Written request 1 —
Copy out the rows below unchanged, starting with the first row and stopping after the line that contains "top-left (81, 35), bottom-right (111, 50)", with both of those lines included.

Document text —
::::
This jaunty, big-hearted novel is chick lit with a Y-chromosome.

Romantic comedy with a charming British accent.

Professionally, the best thing Stephen C. McQueen has going for him is his famous-sounding name. His résumé suggests that, whatever the well-known theater adage might say, there are small roles—a seemingly endless supply of them, in fact. Stephen has turned in purposefully forgettable performances as “Rent Boy 2” and “Dead Young Man,” and he has dressed up as a giant singing squirrel for the sake of his art. His latest gig isn’t even acting; it’s being prepared to act, should the need arise. He’s playing understudy to budding transatlantic film star and ascendant heartthrob Josh Harper in a West End show. Gorgeous, charismatic and spectacularly uncomplicated, Josh is everything Stephen isn’t, but Stephen is able to keep his envy at controllable levels until he meets Josh’s wife. Nora is as real as Josh is superficial, and she’s got a dry wit and a voluptuous bod, too. Stephen falls in love with her more or less immediately, so the friendship that develops between the two is as torturous as it is satisfying. When Stephen stumbles upon a shameful secret in Josh’s personal life, he is torn between his loyalty to Nora and the opportunity to finally make his name as an actor. There’s plenty of material for screwball hilarity here, and Nicholls (A Question of Attraction, 2004) truly makes the most of it. His prose is laugh-out-loud funny, and he’s equally adept at handling complex emotional issues. In the rigidly orthodox realm of romance, breaking up a marriage is a risky move, but Nicholls pulls it off without creating any cartoonish villains or letting his characters off the hook for questionable behavior. The ending he contrives should please the sentimentalist and the moralist both.
::::
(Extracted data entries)

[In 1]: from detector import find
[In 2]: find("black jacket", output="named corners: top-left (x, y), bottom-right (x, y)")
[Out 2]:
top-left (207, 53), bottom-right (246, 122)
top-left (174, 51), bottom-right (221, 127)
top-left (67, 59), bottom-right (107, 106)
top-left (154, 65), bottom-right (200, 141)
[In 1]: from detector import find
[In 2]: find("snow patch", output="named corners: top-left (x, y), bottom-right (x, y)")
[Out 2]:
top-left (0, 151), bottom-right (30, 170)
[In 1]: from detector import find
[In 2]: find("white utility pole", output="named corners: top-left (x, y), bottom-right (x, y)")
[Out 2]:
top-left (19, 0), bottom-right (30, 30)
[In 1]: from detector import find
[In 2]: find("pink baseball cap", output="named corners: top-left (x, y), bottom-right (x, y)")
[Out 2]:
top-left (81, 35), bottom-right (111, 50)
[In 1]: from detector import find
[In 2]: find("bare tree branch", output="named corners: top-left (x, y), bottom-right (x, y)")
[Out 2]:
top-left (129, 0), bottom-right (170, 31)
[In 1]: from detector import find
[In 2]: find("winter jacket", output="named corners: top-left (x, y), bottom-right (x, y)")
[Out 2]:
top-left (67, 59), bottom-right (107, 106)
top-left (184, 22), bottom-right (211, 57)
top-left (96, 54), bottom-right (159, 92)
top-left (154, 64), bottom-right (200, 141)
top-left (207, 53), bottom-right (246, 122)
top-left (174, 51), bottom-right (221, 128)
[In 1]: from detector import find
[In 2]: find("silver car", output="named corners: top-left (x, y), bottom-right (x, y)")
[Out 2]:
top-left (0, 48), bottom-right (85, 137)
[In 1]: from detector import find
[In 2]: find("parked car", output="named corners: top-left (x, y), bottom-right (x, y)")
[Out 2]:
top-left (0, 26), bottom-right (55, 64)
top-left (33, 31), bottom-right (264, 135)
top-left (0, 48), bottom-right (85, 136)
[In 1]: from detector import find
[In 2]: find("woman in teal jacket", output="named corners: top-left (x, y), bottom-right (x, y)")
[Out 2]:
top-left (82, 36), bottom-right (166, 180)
::::
Written request 2 —
Answer these questions using the book review:
(a) Whom does Stephen understudy in the West End show?
(b) What is the name of Josh's wife?
(c) Which earlier Nicholls title appears in parentheses, and with what year?

Expected output 1 —
[In 1]: from detector import find
[In 2]: find("black jacket", output="named corners: top-left (x, y), bottom-right (x, y)")
[Out 2]:
top-left (207, 53), bottom-right (246, 122)
top-left (174, 51), bottom-right (221, 127)
top-left (67, 59), bottom-right (107, 106)
top-left (154, 65), bottom-right (200, 141)
[In 1]: from detector import find
[In 2]: find("snow patch", output="named corners: top-left (x, y), bottom-right (x, y)")
[Out 2]:
top-left (0, 151), bottom-right (30, 170)
[In 1]: from detector import find
[In 2]: find("white utility pole", output="named corners: top-left (x, y), bottom-right (x, y)")
[Out 2]:
top-left (19, 0), bottom-right (30, 30)
[In 1]: from detector import find
[In 2]: find("pink baseball cap", output="named corners: top-left (x, y), bottom-right (x, y)")
[Out 2]:
top-left (81, 35), bottom-right (111, 50)

Expected output 2 —
(a) Josh Harper, a budding transatlantic film star and ascendant heartthrob.
(b) Nora.
(c) A Question of Attraction, 2004.